:: OBJECTIVE ::
Please write out every one of the rows below without changing a single character.

(Rows excerpted from a collection)
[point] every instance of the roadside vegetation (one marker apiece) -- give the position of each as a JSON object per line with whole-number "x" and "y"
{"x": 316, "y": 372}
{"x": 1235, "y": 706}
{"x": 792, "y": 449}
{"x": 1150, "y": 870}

:: OUTPUT ::
[point] every instance of the roadside vegetation (one marker apiece) -- give the position of each as a JSON object per line with whole-number "x" and "y"
{"x": 316, "y": 372}
{"x": 1235, "y": 706}
{"x": 792, "y": 449}
{"x": 1150, "y": 870}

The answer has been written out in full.